#### Records for this exercise
* Begin *
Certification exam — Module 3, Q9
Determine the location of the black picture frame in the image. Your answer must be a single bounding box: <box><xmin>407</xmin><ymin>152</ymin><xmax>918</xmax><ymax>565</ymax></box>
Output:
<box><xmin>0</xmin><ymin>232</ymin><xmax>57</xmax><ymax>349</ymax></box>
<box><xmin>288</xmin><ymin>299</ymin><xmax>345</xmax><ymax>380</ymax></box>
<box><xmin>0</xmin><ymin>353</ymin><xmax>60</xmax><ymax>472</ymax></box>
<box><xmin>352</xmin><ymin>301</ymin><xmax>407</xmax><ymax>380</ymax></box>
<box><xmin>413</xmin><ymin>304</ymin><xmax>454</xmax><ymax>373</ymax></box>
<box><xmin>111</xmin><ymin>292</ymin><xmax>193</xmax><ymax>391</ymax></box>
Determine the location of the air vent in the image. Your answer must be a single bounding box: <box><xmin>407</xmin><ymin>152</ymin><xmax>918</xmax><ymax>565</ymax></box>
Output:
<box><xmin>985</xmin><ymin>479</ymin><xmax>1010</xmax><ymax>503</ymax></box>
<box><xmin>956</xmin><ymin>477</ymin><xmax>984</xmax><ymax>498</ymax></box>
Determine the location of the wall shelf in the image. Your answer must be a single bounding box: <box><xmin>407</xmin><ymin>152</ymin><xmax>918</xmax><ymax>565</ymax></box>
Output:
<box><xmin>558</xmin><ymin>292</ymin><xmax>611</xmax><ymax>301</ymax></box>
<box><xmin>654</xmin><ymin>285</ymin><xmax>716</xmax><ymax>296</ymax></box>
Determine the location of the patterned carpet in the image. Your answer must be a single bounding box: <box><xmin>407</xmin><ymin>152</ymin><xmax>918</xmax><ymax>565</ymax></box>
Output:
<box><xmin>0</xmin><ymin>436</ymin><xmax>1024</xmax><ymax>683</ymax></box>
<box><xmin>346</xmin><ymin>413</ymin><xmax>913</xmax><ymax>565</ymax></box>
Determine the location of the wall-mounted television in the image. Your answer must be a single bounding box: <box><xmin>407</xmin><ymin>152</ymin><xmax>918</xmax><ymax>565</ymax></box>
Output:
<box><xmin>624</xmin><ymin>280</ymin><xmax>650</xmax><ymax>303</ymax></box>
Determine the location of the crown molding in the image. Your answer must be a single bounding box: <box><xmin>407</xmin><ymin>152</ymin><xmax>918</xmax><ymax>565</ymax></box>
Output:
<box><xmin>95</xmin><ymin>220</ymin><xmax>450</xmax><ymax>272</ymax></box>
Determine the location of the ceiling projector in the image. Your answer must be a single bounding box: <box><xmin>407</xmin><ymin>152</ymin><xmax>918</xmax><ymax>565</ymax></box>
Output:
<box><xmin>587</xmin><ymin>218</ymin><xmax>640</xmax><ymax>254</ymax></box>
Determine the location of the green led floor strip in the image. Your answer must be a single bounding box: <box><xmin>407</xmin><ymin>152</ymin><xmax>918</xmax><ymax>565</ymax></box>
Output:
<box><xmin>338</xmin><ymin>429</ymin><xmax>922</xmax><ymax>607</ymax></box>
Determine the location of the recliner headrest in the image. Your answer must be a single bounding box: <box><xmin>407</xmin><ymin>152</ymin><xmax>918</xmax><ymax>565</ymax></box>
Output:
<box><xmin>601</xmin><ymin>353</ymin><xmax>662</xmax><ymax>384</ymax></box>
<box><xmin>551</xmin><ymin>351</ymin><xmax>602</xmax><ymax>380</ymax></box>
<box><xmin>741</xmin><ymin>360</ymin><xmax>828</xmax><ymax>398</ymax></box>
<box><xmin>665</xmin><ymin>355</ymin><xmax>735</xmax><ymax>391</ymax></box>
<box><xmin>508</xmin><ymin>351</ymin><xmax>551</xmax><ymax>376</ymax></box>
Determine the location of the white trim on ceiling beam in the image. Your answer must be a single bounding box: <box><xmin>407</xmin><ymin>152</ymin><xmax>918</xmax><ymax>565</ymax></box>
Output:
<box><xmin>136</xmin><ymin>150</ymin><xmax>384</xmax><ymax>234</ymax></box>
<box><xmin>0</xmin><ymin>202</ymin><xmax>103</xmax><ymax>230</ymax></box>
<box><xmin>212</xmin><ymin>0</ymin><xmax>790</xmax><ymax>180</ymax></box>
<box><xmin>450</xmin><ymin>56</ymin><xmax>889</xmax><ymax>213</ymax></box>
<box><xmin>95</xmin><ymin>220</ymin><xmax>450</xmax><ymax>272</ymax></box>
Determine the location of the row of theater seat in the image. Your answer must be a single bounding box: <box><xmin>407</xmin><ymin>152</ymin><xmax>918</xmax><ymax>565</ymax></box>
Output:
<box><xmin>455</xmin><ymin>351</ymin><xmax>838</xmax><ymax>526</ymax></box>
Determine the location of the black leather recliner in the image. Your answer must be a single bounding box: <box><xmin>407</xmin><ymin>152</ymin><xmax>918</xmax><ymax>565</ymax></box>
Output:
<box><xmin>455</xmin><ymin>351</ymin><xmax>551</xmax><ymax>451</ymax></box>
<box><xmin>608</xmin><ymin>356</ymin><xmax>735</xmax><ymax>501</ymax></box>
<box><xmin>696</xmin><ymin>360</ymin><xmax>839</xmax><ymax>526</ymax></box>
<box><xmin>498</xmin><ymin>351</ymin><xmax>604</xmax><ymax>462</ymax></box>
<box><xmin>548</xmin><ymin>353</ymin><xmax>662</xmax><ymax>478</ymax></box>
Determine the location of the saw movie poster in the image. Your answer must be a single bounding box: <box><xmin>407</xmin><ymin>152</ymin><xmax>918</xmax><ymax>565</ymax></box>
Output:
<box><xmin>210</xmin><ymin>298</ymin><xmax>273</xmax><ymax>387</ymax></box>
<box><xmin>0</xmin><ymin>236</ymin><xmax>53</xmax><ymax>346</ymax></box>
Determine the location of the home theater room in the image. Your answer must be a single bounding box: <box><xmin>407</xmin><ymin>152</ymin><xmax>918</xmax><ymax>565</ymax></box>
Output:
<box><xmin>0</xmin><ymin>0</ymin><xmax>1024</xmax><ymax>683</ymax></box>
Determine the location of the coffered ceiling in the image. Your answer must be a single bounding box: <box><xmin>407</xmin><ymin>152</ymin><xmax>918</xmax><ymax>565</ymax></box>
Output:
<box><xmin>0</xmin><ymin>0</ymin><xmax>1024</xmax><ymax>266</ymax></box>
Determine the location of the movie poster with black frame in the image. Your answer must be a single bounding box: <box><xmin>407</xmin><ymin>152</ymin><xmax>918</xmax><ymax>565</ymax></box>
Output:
* End *
#### What needs to be done
Copy out every line in the items above that contains the string "wall". Matching is case-sensitive.

#### Answer to the exercise
Determine the location of the wall shelf in the image. Your answer must be a single bounding box: <box><xmin>407</xmin><ymin>152</ymin><xmax>918</xmax><ymax>565</ymax></box>
Determine the location of the wall-mounted television in the image. Your answer must be a single bounding box: <box><xmin>407</xmin><ymin>152</ymin><xmax>918</xmax><ymax>565</ymax></box>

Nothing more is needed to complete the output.